Consignes:
(1) D'après le texte sur l'année cinématographique 2020, quel film le Ramdam a-t-il choisi pour ouvrir ses festivités ?
(2) Réécrivez le passage du texte sur l'année cinématographique 2020 allant de « Démarrée sur les » jusqu'à « que du public. » inclus, en substituant « prévisions » à « prédictions ».
(3) Rédigez la suite du texte sur l'année cinématographique 2020, à partir de sa dernière phrase.

Extrait du texte:
»»
Démarrée sur les chapeaux de roue, cette année 2020 a défié toutes les prédictions, et a mis à rude épreuve les nerfs et les forces des professionnel·les du cinéma aussi bien que du public.
Le premier confinement et la fermeture des salles de mi-mars à début juillet, et la refermeture des salles jusqu’à nouvel ordre depuis fin octobre ont sérieusement changé la donne, et privé films et public de se rencontrer dans de bonnes conditions. Entre les films dont la carrière s’est vue dramatiquement écourtée, et ceux qui ont dû renoncé à une sortie pour l’instant, beaucoup ont dû rongé leur frein… Pourtant, l’année avait débuté avec une salve de belles sorties, une 10e édition des Magritte du cinéma mémorable, et plein de belles perspectives alléchantes. Retour sur ce premier semestre 2020…
JANVIER
Le Ramdam fait le beau pari d’ouvrir ses festivités avec Filles de joie d’Anne Paulicevich et Frédéric Fonteyne (qui nous parlent ici de leurs super-héroïnes), film audacieux, où la prostitution est regardée à hauteur de femme, ni fantasmée, ni vilipendée. Où des héroïnes de la vraie vie, celle qui tiraille, qui gratte, qui fait mal, celle qui blesse et qui meurtrit, mais aussi celle qui réjouit et laisse encore rêver, choisissent elles-mêmes les armes pour mener le combat.
On retrouve également dans la programmation du festival le très puissant film de Patrice Toye, Muidhond, qui aborde avec intelligence et sans détours la question de la pédophilie, à travers la trajectoire de réinsertion d’un jeune homme qui lutte au quotidien contre le mal qui le ronge. On n’est pas prêt d’oublier Jonathan, incarné par le bouleversant Tijmen Govaerts, et la façon dont il nous confronte à nos craintes et nos certitudes.
««
Données présentées:
»»
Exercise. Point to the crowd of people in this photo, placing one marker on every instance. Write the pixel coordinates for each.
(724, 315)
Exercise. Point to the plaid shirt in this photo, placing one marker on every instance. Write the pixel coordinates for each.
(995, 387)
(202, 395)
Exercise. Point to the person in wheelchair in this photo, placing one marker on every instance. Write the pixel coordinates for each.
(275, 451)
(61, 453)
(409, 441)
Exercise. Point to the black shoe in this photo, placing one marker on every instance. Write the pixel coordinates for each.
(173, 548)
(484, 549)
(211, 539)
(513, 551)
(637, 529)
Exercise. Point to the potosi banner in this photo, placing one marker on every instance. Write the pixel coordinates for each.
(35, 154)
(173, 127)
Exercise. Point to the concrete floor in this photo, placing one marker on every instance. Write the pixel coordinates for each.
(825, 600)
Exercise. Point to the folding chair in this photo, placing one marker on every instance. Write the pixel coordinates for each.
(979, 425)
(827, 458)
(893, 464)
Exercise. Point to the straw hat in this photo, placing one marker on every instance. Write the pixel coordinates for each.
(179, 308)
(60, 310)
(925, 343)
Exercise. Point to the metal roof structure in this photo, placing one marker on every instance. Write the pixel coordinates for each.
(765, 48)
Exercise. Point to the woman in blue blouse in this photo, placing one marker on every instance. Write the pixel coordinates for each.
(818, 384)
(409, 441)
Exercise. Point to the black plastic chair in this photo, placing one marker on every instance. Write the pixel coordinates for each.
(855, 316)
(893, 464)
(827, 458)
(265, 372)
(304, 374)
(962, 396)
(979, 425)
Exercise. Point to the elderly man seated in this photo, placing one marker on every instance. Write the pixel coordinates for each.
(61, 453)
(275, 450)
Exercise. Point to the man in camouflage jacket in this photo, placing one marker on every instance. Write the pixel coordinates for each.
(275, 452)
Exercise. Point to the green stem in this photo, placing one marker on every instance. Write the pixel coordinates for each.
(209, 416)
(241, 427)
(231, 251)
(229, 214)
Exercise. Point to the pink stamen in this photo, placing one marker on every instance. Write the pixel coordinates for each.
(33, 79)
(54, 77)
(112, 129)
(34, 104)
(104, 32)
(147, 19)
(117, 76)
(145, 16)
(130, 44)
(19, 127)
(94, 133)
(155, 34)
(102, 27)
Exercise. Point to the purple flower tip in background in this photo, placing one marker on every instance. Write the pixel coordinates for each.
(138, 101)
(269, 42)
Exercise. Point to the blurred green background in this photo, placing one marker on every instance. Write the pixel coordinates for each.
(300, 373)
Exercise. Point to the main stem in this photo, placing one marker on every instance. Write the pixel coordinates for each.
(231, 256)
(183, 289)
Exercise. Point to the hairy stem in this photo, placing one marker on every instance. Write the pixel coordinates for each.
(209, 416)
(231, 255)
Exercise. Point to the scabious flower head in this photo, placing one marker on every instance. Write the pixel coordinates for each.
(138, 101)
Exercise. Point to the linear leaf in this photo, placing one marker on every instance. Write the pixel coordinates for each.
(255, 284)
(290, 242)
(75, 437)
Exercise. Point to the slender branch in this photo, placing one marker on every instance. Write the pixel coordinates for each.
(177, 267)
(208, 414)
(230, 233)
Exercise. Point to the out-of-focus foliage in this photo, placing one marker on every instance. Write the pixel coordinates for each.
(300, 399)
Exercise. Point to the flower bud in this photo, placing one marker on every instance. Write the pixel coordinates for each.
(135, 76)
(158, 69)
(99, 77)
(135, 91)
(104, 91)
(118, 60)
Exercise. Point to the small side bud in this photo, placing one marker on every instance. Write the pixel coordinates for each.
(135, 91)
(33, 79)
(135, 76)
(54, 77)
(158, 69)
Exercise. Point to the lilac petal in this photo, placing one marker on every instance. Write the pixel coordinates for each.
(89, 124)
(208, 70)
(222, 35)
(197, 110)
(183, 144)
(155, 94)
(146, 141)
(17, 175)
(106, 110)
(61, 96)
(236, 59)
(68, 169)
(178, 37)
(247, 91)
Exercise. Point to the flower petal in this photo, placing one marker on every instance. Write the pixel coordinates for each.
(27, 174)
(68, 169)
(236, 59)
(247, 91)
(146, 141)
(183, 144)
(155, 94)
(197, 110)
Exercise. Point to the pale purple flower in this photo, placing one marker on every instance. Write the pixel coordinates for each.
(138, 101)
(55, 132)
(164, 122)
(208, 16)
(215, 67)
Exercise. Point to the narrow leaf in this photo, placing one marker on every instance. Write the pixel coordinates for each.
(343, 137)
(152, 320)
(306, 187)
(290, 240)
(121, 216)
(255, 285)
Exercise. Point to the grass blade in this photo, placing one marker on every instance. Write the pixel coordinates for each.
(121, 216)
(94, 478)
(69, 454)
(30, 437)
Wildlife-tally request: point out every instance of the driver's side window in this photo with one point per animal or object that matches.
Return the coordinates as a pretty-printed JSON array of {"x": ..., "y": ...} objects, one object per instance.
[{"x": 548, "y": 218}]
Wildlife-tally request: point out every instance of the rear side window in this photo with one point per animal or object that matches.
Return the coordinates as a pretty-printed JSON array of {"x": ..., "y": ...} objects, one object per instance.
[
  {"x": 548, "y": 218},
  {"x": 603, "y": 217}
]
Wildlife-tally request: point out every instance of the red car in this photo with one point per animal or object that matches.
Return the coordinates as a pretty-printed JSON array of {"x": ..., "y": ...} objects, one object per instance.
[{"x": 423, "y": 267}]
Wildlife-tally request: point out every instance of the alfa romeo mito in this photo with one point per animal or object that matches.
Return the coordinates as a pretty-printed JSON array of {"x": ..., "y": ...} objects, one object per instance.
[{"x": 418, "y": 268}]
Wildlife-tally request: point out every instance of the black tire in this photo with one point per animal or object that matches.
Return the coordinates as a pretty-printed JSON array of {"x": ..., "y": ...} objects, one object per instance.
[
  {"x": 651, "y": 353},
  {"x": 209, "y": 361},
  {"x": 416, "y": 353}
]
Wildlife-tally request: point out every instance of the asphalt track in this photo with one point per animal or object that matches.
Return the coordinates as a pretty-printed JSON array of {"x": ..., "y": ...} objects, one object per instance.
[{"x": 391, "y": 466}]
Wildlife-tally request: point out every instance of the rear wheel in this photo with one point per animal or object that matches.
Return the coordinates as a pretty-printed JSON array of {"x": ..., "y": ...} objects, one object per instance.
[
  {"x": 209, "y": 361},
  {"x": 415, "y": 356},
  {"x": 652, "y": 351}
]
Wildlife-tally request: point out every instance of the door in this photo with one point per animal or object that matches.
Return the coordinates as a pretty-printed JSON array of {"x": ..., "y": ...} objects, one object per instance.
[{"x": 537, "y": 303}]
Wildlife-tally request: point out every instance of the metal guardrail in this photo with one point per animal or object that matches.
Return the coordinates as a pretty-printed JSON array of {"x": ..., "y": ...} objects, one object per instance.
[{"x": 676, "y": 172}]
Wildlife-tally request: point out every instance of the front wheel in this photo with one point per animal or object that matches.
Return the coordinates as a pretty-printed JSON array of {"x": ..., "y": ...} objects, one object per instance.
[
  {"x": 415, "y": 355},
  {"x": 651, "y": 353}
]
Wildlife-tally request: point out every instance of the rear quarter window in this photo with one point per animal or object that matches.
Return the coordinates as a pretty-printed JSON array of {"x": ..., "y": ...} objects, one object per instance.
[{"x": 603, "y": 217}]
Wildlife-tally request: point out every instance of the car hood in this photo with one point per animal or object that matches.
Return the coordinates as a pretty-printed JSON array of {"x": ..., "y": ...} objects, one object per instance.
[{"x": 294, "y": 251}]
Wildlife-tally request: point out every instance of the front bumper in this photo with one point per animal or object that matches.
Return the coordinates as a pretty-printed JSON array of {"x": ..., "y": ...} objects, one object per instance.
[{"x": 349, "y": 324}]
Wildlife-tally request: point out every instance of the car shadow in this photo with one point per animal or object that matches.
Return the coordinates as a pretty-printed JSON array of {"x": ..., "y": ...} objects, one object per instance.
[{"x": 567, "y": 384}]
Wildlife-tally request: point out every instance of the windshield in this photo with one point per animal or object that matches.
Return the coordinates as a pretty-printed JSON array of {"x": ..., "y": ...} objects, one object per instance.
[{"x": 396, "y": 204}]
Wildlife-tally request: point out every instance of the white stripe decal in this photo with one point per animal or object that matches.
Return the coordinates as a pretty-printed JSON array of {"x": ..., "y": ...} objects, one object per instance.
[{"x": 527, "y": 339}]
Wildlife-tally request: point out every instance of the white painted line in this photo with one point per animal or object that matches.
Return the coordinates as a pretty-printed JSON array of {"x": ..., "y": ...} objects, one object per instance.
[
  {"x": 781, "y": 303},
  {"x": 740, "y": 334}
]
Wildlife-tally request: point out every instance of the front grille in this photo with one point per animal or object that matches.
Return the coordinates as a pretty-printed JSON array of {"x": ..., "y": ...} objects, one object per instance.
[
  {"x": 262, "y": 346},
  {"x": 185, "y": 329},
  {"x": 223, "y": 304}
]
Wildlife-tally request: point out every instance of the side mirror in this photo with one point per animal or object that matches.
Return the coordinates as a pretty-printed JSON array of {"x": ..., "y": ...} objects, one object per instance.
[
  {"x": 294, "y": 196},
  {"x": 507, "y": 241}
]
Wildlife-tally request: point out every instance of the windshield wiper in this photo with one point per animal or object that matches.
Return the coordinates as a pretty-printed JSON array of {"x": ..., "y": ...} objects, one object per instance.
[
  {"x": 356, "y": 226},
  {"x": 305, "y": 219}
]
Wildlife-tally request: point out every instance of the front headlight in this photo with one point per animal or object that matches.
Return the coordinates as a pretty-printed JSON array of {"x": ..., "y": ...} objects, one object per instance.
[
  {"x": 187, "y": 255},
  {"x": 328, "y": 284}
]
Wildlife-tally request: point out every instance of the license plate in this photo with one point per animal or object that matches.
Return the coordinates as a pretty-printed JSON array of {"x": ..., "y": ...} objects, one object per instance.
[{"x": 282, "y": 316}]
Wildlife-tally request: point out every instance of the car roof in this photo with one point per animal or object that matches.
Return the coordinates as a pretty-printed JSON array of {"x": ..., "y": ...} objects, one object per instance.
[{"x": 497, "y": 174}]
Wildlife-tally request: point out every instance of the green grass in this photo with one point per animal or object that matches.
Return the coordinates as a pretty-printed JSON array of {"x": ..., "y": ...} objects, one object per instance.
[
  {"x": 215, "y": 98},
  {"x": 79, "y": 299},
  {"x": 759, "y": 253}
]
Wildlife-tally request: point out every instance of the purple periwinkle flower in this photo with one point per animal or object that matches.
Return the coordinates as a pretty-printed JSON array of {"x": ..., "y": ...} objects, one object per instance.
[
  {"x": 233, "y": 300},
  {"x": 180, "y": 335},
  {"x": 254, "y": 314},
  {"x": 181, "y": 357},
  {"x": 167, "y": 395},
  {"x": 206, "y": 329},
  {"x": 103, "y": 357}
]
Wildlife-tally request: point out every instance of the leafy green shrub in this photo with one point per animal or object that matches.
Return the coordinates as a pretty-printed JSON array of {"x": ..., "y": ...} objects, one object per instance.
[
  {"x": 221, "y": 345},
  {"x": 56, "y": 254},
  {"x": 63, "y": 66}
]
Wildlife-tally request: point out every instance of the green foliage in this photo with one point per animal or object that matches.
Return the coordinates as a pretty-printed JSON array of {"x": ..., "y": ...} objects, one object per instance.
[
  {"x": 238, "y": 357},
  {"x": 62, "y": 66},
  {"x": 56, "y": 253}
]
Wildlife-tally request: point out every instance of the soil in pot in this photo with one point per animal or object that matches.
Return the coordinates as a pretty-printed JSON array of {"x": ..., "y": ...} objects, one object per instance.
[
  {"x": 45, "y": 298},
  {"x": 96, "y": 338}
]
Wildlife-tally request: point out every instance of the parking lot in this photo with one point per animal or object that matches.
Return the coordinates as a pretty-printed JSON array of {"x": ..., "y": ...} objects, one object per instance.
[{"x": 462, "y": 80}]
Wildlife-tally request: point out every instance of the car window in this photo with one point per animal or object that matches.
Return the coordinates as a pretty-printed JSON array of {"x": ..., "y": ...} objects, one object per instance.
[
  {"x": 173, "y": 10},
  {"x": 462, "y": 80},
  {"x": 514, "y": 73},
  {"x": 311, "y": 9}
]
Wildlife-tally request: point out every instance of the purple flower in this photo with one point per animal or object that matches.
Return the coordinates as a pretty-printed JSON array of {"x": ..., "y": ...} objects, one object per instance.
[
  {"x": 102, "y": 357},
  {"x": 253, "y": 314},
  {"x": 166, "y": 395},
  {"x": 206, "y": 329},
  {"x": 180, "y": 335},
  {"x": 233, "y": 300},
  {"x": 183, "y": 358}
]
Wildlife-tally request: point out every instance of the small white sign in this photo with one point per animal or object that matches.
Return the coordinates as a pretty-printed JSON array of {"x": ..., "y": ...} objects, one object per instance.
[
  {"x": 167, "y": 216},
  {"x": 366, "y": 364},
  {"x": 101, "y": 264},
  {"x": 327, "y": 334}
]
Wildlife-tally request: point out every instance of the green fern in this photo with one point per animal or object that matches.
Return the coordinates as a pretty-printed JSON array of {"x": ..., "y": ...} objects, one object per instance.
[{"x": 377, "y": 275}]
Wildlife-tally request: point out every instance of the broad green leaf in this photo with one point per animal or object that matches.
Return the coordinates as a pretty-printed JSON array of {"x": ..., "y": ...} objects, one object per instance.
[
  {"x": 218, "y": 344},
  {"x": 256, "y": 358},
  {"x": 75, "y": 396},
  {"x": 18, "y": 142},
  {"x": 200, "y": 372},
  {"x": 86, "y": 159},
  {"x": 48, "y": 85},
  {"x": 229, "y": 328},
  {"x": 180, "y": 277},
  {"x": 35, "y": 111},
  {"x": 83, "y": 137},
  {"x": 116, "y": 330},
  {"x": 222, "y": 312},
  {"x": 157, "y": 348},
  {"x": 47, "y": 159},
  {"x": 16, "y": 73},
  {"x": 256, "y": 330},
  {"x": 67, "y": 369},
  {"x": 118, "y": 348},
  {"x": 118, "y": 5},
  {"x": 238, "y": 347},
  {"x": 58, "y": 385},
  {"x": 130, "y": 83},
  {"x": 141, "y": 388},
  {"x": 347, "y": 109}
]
««
Réponses:
(1) Filles de joie, d'Anne Paulicevich et Frédéric Fonteyne.

(2)
Démarrée sur les chapeaux de roue, cette année 2020 a défié toutes les prévisions, et a mis à rude épreuve les nerfs et les forces des professionnel·les du cinéma aussi bien que du public.

(3)
Les Magritte du Cinéma dévoilent les nominations de leur 10e édition. C’est un choc des Titans qui s’annonce, avec d’un côté, Olivier Masset-Depasse et son angoissant thriller psychologique à la direction artistique impeccable, Duelles (10 nominations), propulsé par deux actrices au sommet de leur art, et de l’autre, Le Jeune Ahmed (9 nominations), qui signe le retour en grande forme des frères Dardenne à l’ADN de leur cinéma, avec le portrait âpre et tendu d’un jeune adolescent à la dérive. Belle présence également pour Lola vers la mer (7 nominations) et Nuestras Madres (6 nominations). Résultat des courses le 1er février.
Le 13 janvier, l’Academy of Motion Picture Arts and Sciences annonce les nominations de la 92ème édition des Oscars et on apprend que Une sœur de Delphine Girard a été retenu parmi les 5 titres de la catégorie Courts métrages de fiction! La réalisatrice, interviewée à quelques jours de la cérémonie, nous parle de cette incroyable aventure.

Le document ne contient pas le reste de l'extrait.